▶ **Description of the task**: Locate every line below that contains the string "record" and copy each one. Case counts.
*****
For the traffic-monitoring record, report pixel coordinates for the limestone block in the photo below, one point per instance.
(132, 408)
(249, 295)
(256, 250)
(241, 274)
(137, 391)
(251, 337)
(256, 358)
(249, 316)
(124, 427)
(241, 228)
*****
▶ **Result**:
For the traffic-monitoring record, report pixel coordinates for the limestone block in the photo below, one point per instance.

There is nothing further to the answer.